Lines of data
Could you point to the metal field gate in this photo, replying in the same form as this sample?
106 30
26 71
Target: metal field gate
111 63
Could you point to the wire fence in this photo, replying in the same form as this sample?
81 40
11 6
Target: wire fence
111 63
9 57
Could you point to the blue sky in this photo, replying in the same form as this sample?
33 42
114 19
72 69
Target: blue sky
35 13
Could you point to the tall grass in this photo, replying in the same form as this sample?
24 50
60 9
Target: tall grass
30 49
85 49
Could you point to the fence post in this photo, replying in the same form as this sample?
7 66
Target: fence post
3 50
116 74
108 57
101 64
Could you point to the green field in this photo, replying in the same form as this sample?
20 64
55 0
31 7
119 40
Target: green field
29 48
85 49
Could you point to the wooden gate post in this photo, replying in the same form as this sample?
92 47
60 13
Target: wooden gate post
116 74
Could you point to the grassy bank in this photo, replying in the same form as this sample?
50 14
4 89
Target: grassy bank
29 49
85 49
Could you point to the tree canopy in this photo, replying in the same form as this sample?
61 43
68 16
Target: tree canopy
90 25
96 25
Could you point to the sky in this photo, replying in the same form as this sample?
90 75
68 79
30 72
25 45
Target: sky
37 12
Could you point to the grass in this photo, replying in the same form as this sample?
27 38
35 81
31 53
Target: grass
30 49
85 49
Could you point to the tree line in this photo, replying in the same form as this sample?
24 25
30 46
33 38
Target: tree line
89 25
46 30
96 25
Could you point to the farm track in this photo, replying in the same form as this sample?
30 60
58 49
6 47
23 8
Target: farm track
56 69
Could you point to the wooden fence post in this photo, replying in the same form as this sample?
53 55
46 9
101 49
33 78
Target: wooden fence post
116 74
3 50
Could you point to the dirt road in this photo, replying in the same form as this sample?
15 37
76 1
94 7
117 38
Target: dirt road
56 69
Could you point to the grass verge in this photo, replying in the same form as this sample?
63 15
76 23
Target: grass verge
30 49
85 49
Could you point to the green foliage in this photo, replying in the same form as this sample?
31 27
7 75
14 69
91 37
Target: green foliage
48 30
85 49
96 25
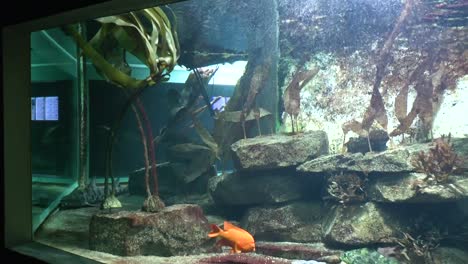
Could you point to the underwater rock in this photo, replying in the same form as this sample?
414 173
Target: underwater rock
168 184
175 230
360 225
295 222
190 161
366 256
316 251
448 255
278 151
405 188
67 227
394 160
261 188
378 140
244 258
92 195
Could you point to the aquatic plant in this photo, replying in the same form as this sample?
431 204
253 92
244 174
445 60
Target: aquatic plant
157 48
419 249
376 110
346 188
291 96
365 256
439 162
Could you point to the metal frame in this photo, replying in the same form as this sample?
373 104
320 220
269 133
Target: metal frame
16 109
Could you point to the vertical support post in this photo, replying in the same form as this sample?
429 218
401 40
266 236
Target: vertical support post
17 176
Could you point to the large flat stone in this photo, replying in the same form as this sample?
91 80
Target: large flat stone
253 189
403 188
279 151
361 225
392 161
176 230
295 222
289 250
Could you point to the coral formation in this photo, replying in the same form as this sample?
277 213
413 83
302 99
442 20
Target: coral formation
346 188
439 163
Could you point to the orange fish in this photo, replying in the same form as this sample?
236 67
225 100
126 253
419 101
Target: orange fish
235 237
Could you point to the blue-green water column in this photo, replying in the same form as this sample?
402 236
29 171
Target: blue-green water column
83 115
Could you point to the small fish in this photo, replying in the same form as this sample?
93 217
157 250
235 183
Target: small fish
235 237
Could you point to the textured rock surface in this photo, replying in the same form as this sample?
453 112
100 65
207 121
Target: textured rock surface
316 251
279 151
394 160
176 230
447 255
360 225
295 222
190 161
169 183
263 188
401 188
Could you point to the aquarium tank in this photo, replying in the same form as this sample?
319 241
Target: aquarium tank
269 131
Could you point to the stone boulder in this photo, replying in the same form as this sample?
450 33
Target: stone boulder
391 161
362 225
260 188
289 250
395 160
403 188
169 183
278 151
295 222
176 230
190 161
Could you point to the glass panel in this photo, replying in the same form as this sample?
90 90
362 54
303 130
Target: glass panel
53 120
336 122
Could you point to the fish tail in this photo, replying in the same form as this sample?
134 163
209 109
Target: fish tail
215 231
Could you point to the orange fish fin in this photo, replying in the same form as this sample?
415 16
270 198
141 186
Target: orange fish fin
225 242
215 231
228 225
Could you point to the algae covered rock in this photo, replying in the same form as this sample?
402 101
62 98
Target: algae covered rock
278 151
405 187
358 225
295 222
175 230
257 188
299 251
365 256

Problem statement:
Print the records above exactly as they stand, but leave out the pictures.

Written answer:
Could you point to the metal field gate in this photo, replying in the same form as this sample?
106 30
26 71
Target: metal field gate
111 63
Could you point to the wire fence in this photo, replying in the same form as this sample?
81 40
11 6
Target: wire fence
111 63
9 57
Could you point to the blue sky in this photo, replying in the same form as this sample?
33 42
114 19
72 69
Target: blue sky
35 13
Could you point to the tall grass in this photo, replying in the same form as this sample?
24 50
60 9
Target: tall grass
30 49
85 49
Could you point to the fence post in this photo, replying in the same form as this sample?
7 66
Target: fence post
3 50
116 74
108 57
101 64
Could you point to the green field in this photo, replying in the same form as this sample?
20 64
55 0
31 7
119 40
Target: green field
29 48
85 49
Could you point to the wooden gate post in this photo, replying in the same form as this sample?
92 47
60 13
Target: wooden gate post
116 74
Could you point to the grassy bank in this photo, replying in the same form as this sample?
50 14
4 89
Target: grassy bank
29 49
85 49
Could you point to the tree canopy in this photo, replying in the same form as this sample?
61 43
68 16
Target: tree canopy
90 25
96 25
Could you point to the sky in this photo, replying in the same form as this sample?
90 75
68 79
30 72
25 45
Target: sky
37 12
Could you point to the grass in this photo, replying in the same form as this sample?
27 38
35 81
31 53
Target: grass
30 49
85 49
Could you point to the tree line in this photo, replying in the same form as this sample?
24 25
30 46
33 38
Target: tree line
89 25
46 30
96 25
Could you point to the farm track in this photo, replying in the same form as this sample?
30 60
58 49
6 47
23 8
Target: farm track
56 69
Could you point to the wooden fence post in this photo, replying in the same form as this sample?
53 55
46 9
101 49
33 78
Target: wooden fence post
116 74
3 50
Could you point to the dirt road in this photo, replying in the same form as this sample?
15 37
76 1
94 7
117 38
Target: dirt road
56 69
Could you point to the grass verge in this photo, replying in the same form as this sample?
63 15
76 23
Target: grass verge
30 49
85 49
Could you point to the green foliage in this photo, replying in the same form as this sample?
31 27
7 75
14 69
91 37
Target: green foliage
48 30
85 49
96 25
Could you point to the underwater rock in this photo, replying in the same form as this sample?
414 173
Target: underwater rock
168 184
175 230
360 225
295 222
190 161
366 256
316 251
448 255
278 151
405 188
67 227
394 160
261 188
378 140
244 258
92 195
Could you point to the aquatic plant in this photo, replying in the same form as this sample?
431 204
253 92
244 174
445 60
Target: aquatic plant
157 48
419 249
376 110
346 188
291 96
365 256
439 162
Could you point to the metal frame in this photo, replying in the same form as this sample?
373 104
320 220
269 133
Target: metal frame
16 109
Could you point to the vertical support post in this photo, replying in the same form as this sample?
429 218
401 40
266 236
Target: vertical support post
17 176
Could you point to the large flat stone in this photo, replying in the same form as this sample?
91 80
Target: large flat stone
253 189
403 188
279 151
361 225
392 161
176 230
295 222
289 250
Could you point to the coral formation in this photo, replying in the same form as this sample?
277 213
413 83
302 99
442 20
Target: coral formation
346 188
439 163
Could you point to the orange fish in this photo, replying in the same form as this sample?
236 67
225 100
126 253
419 101
Target: orange fish
235 237
Could you point to the blue-green water column in this photo, replying in the same form as this sample?
402 236
29 171
Target: blue-green water column
83 115
Could you point to the small fish in this photo, replying in the same form as this sample?
93 217
157 250
235 183
Target: small fish
235 237
Could you point to the textured rock surface in this photo, replying in the same form as this sample?
453 112
100 65
207 121
Target: textured rock surface
316 251
279 151
394 160
176 230
447 255
360 225
295 222
190 161
169 183
263 188
401 188
Could you point to the aquarium tank in this photo, replying in the same form as this sample?
319 241
Target: aquarium tank
269 131
Could you point to the stone boulder in this photo, replying in the same form as this sample?
450 33
Target: stone boulder
391 161
362 225
260 188
289 250
395 160
403 188
169 183
278 151
295 222
176 230
190 161
Could you point to the glass panel in this photo, replying in the same form as this sample?
90 90
362 54
303 130
Target: glass panel
53 120
336 122
Could you point to the fish tail in this photo, replying in the same form as this sample?
134 163
209 109
Target: fish tail
215 231
Could you point to the orange fish fin in this photo, replying in the same form as this sample?
415 16
270 198
141 186
Target: orange fish fin
225 242
215 231
228 225
Could you point to the algae covered rock in this photo, replying in the same form as this sample?
402 101
62 98
Target: algae covered rock
278 151
405 187
358 225
295 222
175 230
257 188
299 251
365 256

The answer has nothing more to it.